▸ **Exercise tasks**:
1. Answer these questions from the maths competition article below.
(a) Where was the IMO team announcement ceremony that Adam Spencer officiated at held?
(b) What did Maryam Mirzakhani win in August?
(c) Which university provided Alex's mentor?
2. Carry on the maths competition article below, picking up after its final sentence.

▸ **Source document**:
★ ★ ★ ★

Alex acknowledges the set of people at his school who share his boundless enthusiasm for maths is nudging zero. That’s why he flourished at the training camps and why he considered the IMO competition “fun”. “It was nice to meet so many people interested in the same thing,” he says.

“The great thing about these competitions is that these guys go to a place where being freakishly good at these things is not all that unusual,” says former ABC broadcaster Adam Spencer, the newly appointed Maths & Science Ambassador at the University of Sydney. Spencer, unofficially Australia’s coolest nerd, officiated at the IMO team announcement ceremony at Parliament House in June and took a shine to Alex. “A lot of these kids are at selective schools and even there they are outliers,” he says. “Now, when Alex gets to go and hang out with other people who enjoy nothing more than busting really hard algebra problems, he gets to realise what they’ve got is not weird; it’s nothing to feel ashamed of or feel unusual about. It’s beautiful.”

The beauty of maths only reveals itself with patience, said Iranian mathematician Maryam Mirzakhani upon winning the Fields Medal in August – the first female to do so. “I can see that without being excited, mathematics can look pointless and cold,” she added.

Maths as it is taught in schools has an image problem, Gunning agrees. “It is portrayed as a necessary but painful rite of passage – a duty and a chore on the way to your chosen uni degree. It is possible to grow to love the field for its own sake, but to get to that frontier of mathematics, it’s about 10 years ahead of the syllabus and most high school teachers don’t have any idea that it’s a living, growing subject.”

Alex’s local public school recognised, appreciated and nurtured his talent early, creating a maths enhancement group and arranging a mentor from Monash University. Alex had the option to go to a selective school but, Gunning says, Glen Waverley Secondary College has “one of the most affirmative intellectual cultures in a government school I’ve ever seen. He’s quite privileged to be there – his teachers have been tremendous in creating opportunities and putting resources behind him.”

★ ★ ★ ★

Items listed in a dataset
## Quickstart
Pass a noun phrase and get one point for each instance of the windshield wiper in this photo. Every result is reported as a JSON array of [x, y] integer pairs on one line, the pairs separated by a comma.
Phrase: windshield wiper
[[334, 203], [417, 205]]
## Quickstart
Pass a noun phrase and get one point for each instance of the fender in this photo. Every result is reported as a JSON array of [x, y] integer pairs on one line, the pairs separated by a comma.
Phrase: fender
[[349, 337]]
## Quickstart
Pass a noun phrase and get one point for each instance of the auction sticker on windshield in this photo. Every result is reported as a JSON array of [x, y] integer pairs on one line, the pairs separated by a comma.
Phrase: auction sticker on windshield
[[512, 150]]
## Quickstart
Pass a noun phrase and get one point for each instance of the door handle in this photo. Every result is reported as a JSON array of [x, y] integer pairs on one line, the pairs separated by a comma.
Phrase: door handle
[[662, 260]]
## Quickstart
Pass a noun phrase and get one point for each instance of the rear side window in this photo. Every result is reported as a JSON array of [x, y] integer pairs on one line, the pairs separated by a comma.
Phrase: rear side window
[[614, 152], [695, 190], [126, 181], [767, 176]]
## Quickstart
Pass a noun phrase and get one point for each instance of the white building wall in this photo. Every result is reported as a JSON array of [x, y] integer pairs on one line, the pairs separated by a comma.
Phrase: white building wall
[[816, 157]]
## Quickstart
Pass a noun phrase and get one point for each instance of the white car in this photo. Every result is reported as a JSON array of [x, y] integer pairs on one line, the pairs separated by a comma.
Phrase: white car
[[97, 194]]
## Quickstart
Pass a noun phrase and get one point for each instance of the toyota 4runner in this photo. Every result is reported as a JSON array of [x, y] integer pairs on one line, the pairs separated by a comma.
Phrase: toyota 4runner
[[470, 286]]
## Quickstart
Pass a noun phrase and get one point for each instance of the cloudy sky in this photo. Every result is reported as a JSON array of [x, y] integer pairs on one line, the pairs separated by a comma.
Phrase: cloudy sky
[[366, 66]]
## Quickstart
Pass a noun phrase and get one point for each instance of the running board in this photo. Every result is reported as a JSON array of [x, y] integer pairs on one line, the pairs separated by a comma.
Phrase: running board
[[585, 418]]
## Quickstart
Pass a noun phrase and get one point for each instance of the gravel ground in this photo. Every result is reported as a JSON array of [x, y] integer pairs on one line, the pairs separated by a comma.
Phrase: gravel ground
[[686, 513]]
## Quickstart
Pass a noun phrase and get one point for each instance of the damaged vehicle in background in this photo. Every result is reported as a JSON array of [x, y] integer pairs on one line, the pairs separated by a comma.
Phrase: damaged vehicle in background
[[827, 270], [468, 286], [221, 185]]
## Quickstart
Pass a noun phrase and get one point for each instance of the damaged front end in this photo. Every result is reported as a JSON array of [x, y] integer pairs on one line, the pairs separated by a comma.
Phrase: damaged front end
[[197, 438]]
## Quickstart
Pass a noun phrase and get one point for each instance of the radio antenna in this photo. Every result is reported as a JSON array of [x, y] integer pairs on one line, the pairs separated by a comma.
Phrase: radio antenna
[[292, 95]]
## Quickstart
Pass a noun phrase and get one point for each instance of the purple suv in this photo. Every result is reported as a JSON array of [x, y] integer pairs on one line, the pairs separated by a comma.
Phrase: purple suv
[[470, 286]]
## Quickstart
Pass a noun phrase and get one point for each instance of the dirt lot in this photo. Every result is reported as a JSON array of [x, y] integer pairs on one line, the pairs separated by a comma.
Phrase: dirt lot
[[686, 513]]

★ ★ ★ ★

▸ **Results for each task**:
1.
(a) Parliament House
(b) The Fields Medal
(c) Monash University

2.
Alex is lucky (and self-motivated). But Spencer says the Australian education system can do better: by exposing primary school children to a better syllabus and installing more ­passionate, qualified maths teachers. His view chimes with that of Australia’s chief scientist, Professor Ian Chubb. As part of a national science strategy unveiled in September, Chubb recommended that every primary school have at least one specialist maths and science teacher – a policy already used in ­Victoria and South Australia. Director of the ­Australian Mathematical Sciences Institute, Professor Geoff Prince, went further, saying the failure to staff schools with inspiring maths teachers was at a “critical” level, with 40 per cent of classes in years 7 to 10 not being taught by qualified maths teachers.

“The Alex Gunnings will always rise through the processes we’ve got,” says Spencer. “But we can’t look at his individual result and go, ‘That reflects where Australia is at as a nation.’ We can do more for kids who have a bit of potential and a natural curiosity and get a buzz from maths. The way it’s taught now, it’s not until third-year university that you get to see some of the true beauty that’s inherent in mathematics.”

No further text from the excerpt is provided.